- _SOURCE DOCUMENT_
The Fallacy of ‘Local Control’
Warnings from the Beatles, the Austrian School, Ayn Rand, & the Gospels
“You say you want a devolution? Well, you know …”
My apologies to John Lennon for tweaking his lyric, but it’s a wise bit of restraint to ponder.
In the lyrics of Lennon-penned Beatles classic, “Revolution,” the speaker doesn’t support the status quo, but also warns the revolutionaries that change can be worse (or, at least, still not good).
Revolutions don’t solve the underlying problem as much as they put new people in charge of maintaining the problematic apparatus of government.
The same can be said of devolutions, in which government power moves away from large-scale centralization and toward smaller jurisdictions.
Decentralization, secession, & where the fallacy emerges
The late Ralph Raico wrote extensively about “Europe’s radical decentralization” as the most logical, evidence-based explanation for how European societies first escaped the “Malthusian trap” of subsistence-level standards of living for most inhabitants in past centuries.
Other historians from the Austrian School of economics also saw the benefits of political fragmentation. Ludwig von Mises supported independence movements, writing in his early work, Liberalism:
However, the right of self-determination of which we speak is not the right of self-determination of nations, but rather the right of self-determination of the inhabitants of every territory large enough to form an independent administrative unit. If it were in any way possible to grant this right of self-determination to every individual person, it would have to be done.
Mises’ student Murray Rothbard built upon that understanding. The book, Breaking Away: The Case for Secession, Radical Decentralization, and Smaller Polities, especially Chapter 5: “Secession as a Path to Self-Determination”, succinctly summarizes Rothbard’s position:
Rothbard pushed secession for two main reasons: First, he regarded it as a useful tactic in moving toward his ideal of maximum individual freedom. Second, even when this ideal is not achieved, decentralization is valuable because smaller states are less able to exercise monopoly power than large states.
Breaking Away does admit, however, “secession in itself does not guarantee more freedom to the inhabitants of the new, smaller jurisdiction.”
Students of U.S. history know this, because the Civil War was spurred, in part, by the desire of Southern officials to assert “States’ rights” to maintain chattel slavery, which is about as contra-freedom as you can get!
Similarly, the phenomenon of Pull Him/Her Down (PHD) Syndrome* has been documented in modern societies that organize along rural, tribal lines. This form of “malicious envy” is enforced by local, bloodline-influenced, social orders.
And as the fascist, anti-science #COVIDHoax showed, some of the worst behavior in the U.S. came from state, county and municipal — local! — officials and enforcers, rather than from the national level. And they often encouraged your family, friends, and community members to help violate you through “snitch lines” and other intrusive tactics.
Coercive civil authority is inherently, intrinsically evil. The core problem is with this type of social order, regardless of the degree of size and scope. Locating the core problem of evil in the size/scope is a glaring fallacy!

- _EXTRACTED MATERIAL_
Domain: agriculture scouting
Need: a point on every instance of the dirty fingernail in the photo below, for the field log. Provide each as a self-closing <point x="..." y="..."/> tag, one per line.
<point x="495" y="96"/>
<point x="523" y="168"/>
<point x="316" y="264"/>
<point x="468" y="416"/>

==

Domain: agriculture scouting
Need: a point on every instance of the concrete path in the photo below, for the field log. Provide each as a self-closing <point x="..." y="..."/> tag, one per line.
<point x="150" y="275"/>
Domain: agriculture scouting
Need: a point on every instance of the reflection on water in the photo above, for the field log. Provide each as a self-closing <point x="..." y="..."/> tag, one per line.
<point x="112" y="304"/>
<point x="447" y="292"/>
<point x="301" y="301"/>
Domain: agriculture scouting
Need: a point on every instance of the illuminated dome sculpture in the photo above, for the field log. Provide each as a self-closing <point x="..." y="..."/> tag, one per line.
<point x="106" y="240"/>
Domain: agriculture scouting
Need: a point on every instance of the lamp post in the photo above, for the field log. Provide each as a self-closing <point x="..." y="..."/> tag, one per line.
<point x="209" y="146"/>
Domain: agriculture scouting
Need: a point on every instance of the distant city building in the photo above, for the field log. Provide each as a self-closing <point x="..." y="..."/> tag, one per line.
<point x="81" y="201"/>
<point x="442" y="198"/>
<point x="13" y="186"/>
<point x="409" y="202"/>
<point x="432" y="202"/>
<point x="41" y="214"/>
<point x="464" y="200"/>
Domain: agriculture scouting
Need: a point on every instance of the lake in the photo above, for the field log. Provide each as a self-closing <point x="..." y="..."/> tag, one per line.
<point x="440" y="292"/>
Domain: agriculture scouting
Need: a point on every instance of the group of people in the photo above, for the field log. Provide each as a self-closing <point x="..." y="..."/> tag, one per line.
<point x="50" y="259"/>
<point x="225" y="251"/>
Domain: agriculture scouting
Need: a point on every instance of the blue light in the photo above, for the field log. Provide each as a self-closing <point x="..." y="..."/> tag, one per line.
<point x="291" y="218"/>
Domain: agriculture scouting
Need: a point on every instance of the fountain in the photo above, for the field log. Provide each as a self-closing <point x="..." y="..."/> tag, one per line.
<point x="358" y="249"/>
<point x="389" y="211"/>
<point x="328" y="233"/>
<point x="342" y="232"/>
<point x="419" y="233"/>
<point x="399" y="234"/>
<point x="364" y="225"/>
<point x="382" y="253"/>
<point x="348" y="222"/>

--

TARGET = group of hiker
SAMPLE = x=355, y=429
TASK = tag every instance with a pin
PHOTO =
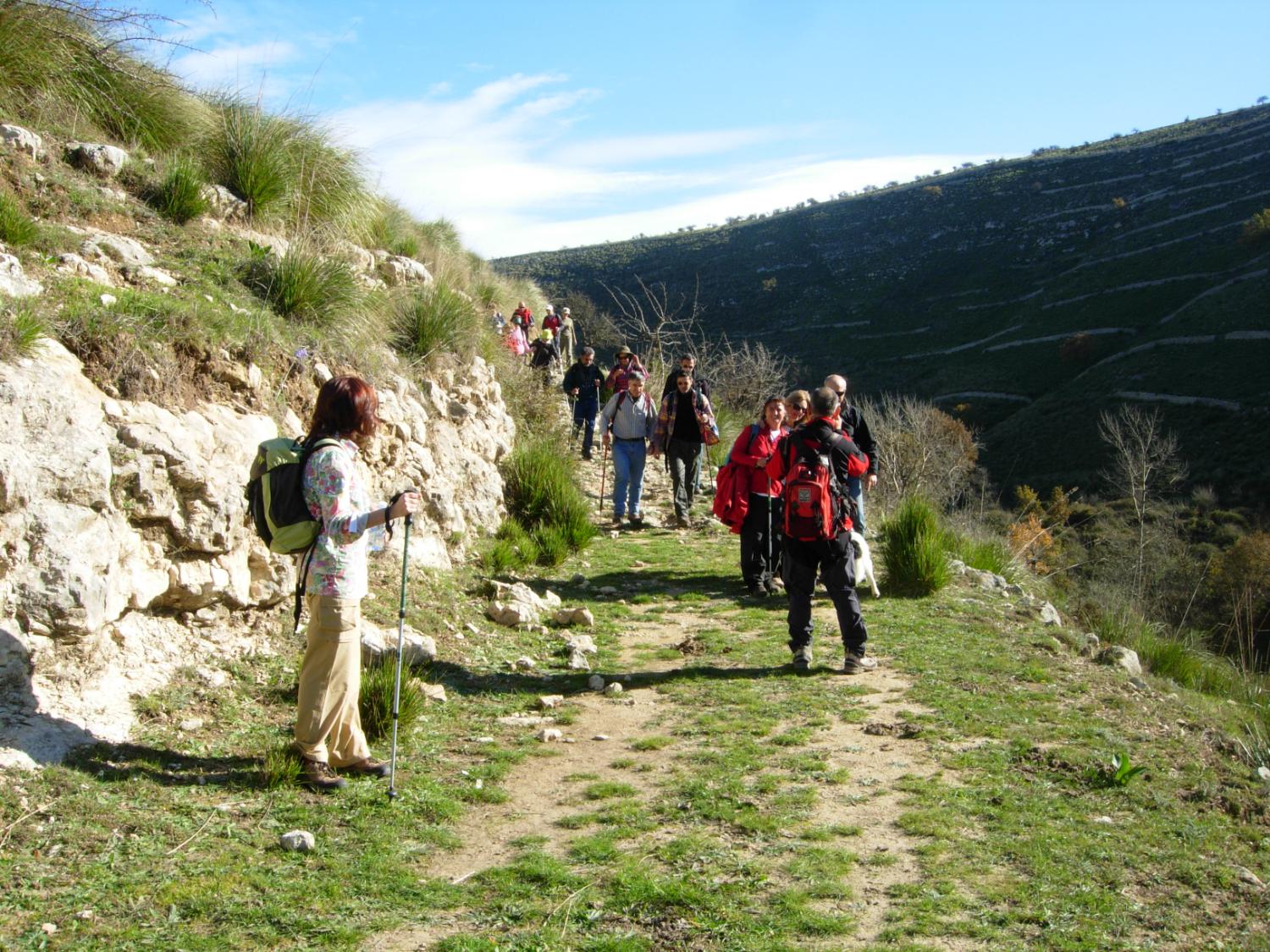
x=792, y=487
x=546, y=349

- _INSTRUCTIONS_
(A) In the essay on local control, what two reasons does it give for Rothbard pushing secession?
(B) Please continue the essay on local control, picking up after its final sentence.

- _TASK-BY-TASK OUTPUTS_
(A) He saw secession as a useful tactic toward maximum individual freedom, and he valued decentralization because smaller states are less able to exercise monopoly power than large states.

(B)
The Gospels & others who’ve answered the call
Praxeologists like Raico, Mises and Rothbard understand the move away from big, intrusive governments is valuable because it’s a move toward the individual, in whom all natural human rights reside.
The most famous objectivist philosopher and novelist, Ayn Rand, also recognized the importance of respecting every person:
The smallest minority on earth is the individual. Those who deny individual rights cannot claim to be defenders of minorities.
And nearly two thousand years earlier, the earliest Christian teachings — found in the four canonical Gospels of the Bible — record Jesus warning about imposed, hierarchical social orders, regardless of their size and familiarity.
In the Introduction to my book, Good Neighbor, Bad Citizen (Amazon, B&N, Lulu), I reference a seminal exchange during the Last Supper, in which Jesus rectifies a brewing political rivalry among His disciples (Luke 22:24-26; parallels to earlier incidents in Matthew & Mark).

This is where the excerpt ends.